The exercise: Duplicate the passage below on build-time initialization in native executables word for word. Begin at the words that contain "curl -w '\n'" and stop after "have no effect.".

Source extract:
################
Send a GET request multiple times from another terminal:

curl -w '\n' http://localhost:8080/timestamp # run this multiple times

to see how the current time has been baked into the binary. This time was calculated when the binary was being built, hence application restarts have no effect.

In some situations, built time initializations can lead to errors when building native executables. One example is when a value gets computed at build time which is forbidden to reside in the heap of the JVM that gets baked into the binary. To see this in action, add this REST resource:

package org.acme;

import org.jboss.resteasy.annotations.jaxrs.PathParam;

import javax.crypto.Cipher;
import javax.crypto.NoSuchPaddingException;
import javax.ws.rs.GET;
import javax.ws.rs.Path;
import java.nio.charset.StandardCharsets;
import java.security.KeyPair;
import java.security.KeyPairGenerator;
import java.security.NoSuchAlgorithmException;

@Path("/encrypt-decrypt")
public class EncryptDecryptResource {

    static final KeyPairGenerator KEY_PAIR_GEN;
    static final Cipher CIPHER;

    static {
        try {
            KEY_PAIR_GEN = KeyPairGenerator.getInstance("RSA");
            KEY_PAIR_GEN.initialize(1024);

            CIPHER = Cipher.getInstance("RSA");
        } catch (NoSuchAlgorithmException | NoSuchPaddingException e) {
            throw new RuntimeException(e);
        }
    }

    @GET
    @Path("/{message}")
    public String encryptDecrypt(@PathParam String message) throws Exception {
        KeyPair keyPair = KEY_PAIR_GEN.generateKeyPair();

        byte[] text = message.getBytes(StandardCharsets.UTF_8);

        // Encrypt with private key
        CIPHER.init(Cipher.ENCRYPT_MODE, keyPair.getPrivate());
        byte[] encrypted = CIPHER.doFinal(text);

        // Decrypt with public key
        CIPHER.init(Cipher.DECRYPT_MODE, keyPair.getPublic());
        byte[] unencrypted = CIPHER.doFinal(encrypted);

        return new String(unencrypted, StandardCharsets.UTF_8);
    }
}

When trying to rebuild the application, you’ll encounter an error:

./mvnw package -DskipTests -Pnative
...
Error: Unsupported features in 2 methods
Detailed message:
Error: Detected an instance of Random/SplittableRandom class in the image heap. Instances created during image generation have cached seed values and don't behave as expected.  To see how this object got instantiated use --trace-object-instantiation=java.security.SecureRandom. The object was probably created by a class initializer and is reachable from a static field. You can request class initialization at image runtime by using the option --initialize-at-run-time=<class-name>. Or you can write your own initialization methods and call them explicitly from your main entry point.
Trace: Object was reached by
	reading field java.security.KeyPairGenerator$Delegate.initRandom of
		constant java.security.KeyPairGenerator$Delegate@58b0fe1b reached by
	reading field org.acme.EncryptDecryptResource.KEY_PAIR_GEN
Error: Detected an instance of Random/SplittableRandom class in the image heap. Instances created during image generation have cached seed values and don't behave as expected.  To see how this object got instantiated use --trace-object-instantiation=java.security.SecureRandom. The object was probably created by a class initializer and is reachable from a static field. You can request class initialization at image runtime by using the option --initialize-at-run-time=<class-name>. Or you can write your own initialization methods and call them explicitly from your main entry point.
################
Data supplied:
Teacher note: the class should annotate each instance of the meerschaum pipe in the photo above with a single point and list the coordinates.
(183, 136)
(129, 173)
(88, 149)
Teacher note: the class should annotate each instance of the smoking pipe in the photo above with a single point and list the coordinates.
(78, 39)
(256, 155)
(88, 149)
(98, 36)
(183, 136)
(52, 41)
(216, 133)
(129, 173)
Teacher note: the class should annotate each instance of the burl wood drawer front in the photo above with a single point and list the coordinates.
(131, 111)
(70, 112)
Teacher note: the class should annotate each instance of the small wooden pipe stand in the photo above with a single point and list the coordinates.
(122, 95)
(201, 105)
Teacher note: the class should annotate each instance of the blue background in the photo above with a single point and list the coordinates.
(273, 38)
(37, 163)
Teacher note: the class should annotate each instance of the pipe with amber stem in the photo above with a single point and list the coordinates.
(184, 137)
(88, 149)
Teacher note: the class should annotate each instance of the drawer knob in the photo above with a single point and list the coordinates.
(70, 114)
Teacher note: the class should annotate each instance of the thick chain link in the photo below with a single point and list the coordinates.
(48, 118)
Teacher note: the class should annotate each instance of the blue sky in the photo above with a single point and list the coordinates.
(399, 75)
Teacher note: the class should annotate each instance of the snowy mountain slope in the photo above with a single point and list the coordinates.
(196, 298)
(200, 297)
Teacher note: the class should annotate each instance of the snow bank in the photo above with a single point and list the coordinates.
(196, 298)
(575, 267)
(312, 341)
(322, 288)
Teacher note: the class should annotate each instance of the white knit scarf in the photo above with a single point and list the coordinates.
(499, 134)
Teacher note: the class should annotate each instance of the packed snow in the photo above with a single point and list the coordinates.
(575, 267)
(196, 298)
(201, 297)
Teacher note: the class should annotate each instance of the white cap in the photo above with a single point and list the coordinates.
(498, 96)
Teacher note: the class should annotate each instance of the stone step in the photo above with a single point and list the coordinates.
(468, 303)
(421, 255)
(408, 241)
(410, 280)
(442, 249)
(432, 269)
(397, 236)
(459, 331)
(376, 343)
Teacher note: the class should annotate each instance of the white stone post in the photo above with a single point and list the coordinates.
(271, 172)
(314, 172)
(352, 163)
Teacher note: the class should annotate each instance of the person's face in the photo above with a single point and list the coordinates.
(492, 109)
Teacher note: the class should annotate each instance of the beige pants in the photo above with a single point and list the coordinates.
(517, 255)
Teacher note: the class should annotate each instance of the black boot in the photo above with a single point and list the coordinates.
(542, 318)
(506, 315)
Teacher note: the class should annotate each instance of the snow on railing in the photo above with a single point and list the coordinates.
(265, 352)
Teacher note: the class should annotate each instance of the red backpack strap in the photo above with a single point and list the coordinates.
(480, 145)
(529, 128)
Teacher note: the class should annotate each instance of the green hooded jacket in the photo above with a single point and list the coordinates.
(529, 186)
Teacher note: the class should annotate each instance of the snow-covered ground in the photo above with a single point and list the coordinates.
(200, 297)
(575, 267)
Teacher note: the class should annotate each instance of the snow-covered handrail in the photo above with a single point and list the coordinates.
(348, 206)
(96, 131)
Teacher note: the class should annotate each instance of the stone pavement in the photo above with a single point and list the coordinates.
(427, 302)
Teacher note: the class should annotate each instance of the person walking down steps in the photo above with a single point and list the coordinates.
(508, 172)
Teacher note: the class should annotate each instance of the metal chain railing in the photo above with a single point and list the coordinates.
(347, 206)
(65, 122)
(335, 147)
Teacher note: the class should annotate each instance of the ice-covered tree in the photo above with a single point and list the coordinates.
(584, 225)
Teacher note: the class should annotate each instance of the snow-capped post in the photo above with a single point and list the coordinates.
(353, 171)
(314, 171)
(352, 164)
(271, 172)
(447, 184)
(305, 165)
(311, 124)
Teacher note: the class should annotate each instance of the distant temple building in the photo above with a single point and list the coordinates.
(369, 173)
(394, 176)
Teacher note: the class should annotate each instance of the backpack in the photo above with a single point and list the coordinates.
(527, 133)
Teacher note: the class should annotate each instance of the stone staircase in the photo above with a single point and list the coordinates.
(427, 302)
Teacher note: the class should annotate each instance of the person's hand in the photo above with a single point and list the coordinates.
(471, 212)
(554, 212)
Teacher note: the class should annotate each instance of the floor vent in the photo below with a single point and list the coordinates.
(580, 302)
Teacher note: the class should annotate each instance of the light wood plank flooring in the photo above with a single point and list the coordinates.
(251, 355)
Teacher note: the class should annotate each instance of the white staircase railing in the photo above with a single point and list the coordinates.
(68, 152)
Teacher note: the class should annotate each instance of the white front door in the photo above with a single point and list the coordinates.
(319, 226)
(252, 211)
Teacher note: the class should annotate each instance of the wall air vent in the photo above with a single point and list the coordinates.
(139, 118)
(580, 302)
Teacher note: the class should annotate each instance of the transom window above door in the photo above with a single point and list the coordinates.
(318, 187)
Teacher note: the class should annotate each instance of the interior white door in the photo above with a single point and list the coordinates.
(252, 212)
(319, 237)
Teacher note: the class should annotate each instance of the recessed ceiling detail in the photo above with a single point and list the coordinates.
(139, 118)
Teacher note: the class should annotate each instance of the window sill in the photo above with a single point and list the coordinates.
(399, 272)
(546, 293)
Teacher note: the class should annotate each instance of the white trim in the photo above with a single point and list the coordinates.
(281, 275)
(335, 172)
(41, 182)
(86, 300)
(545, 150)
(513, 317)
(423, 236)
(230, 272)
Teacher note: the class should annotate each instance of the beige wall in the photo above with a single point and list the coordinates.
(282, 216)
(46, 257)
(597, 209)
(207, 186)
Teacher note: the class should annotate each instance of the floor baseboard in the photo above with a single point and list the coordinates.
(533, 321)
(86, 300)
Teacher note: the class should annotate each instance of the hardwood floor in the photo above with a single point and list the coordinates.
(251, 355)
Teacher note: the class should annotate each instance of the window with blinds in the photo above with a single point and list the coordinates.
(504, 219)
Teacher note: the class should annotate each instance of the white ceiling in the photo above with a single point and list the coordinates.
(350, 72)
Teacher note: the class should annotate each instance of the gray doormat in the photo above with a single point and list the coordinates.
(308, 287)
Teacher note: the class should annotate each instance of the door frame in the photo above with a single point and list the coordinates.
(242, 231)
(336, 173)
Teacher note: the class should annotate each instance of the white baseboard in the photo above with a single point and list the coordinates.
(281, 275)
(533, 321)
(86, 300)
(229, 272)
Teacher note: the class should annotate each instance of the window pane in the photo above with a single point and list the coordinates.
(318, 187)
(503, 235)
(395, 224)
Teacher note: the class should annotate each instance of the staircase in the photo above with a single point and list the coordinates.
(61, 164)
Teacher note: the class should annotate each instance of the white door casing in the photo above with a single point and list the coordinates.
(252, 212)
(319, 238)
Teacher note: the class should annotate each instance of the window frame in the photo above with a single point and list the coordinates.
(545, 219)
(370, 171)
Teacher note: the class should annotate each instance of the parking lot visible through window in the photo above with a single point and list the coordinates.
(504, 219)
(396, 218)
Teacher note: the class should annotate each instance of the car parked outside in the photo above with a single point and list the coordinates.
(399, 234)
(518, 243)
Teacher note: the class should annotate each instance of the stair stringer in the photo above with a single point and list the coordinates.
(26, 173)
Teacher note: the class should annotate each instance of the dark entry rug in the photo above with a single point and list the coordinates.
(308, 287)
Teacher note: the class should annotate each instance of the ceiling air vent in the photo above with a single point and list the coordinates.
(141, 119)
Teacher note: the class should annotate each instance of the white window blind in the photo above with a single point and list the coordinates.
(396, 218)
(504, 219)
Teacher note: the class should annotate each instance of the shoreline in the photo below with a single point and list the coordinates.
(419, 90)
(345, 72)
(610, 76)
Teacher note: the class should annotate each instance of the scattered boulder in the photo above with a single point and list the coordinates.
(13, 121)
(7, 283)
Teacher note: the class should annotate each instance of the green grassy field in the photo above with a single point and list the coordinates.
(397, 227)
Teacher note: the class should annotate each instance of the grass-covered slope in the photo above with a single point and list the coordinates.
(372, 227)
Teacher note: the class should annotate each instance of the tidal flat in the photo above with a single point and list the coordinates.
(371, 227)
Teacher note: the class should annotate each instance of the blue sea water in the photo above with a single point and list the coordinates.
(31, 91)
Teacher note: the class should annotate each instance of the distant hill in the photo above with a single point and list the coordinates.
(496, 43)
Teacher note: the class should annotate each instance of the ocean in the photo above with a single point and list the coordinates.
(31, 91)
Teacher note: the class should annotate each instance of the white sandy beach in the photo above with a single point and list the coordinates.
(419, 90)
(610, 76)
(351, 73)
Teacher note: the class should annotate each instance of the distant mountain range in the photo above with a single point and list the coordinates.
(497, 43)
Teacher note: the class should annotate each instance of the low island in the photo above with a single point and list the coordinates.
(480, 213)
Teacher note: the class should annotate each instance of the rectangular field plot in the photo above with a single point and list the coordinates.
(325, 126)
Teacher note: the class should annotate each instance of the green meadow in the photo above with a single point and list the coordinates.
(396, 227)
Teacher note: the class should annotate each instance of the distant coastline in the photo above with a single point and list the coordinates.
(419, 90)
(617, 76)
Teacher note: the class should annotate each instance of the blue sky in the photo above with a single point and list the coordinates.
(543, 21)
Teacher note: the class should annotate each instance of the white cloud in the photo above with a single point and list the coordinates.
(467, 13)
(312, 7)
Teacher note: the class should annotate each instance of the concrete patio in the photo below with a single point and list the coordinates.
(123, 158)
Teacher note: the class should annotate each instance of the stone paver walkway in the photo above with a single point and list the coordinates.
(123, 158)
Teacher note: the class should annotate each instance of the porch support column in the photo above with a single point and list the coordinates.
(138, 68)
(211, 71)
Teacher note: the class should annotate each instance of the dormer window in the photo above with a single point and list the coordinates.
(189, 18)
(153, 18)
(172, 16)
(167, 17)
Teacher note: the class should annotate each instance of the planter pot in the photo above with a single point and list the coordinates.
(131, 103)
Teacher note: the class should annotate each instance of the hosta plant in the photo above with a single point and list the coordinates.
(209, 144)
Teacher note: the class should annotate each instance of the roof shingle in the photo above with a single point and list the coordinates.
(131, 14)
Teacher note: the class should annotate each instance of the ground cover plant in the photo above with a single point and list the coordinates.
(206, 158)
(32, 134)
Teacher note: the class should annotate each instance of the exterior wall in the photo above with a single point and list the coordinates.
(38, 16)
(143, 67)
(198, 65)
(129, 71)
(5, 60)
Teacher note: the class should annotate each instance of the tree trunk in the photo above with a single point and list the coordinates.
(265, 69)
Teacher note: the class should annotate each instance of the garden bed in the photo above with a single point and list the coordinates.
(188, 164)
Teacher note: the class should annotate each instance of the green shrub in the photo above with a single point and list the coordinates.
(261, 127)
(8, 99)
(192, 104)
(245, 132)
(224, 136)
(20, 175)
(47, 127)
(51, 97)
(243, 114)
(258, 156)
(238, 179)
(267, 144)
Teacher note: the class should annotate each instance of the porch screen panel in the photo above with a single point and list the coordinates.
################
Output of the task:
curl -w '\n' http://localhost:8080/timestamp # run this multiple times

to see how the current time has been baked into the binary. This time was calculated when the binary was being built, hence application restarts have no effect.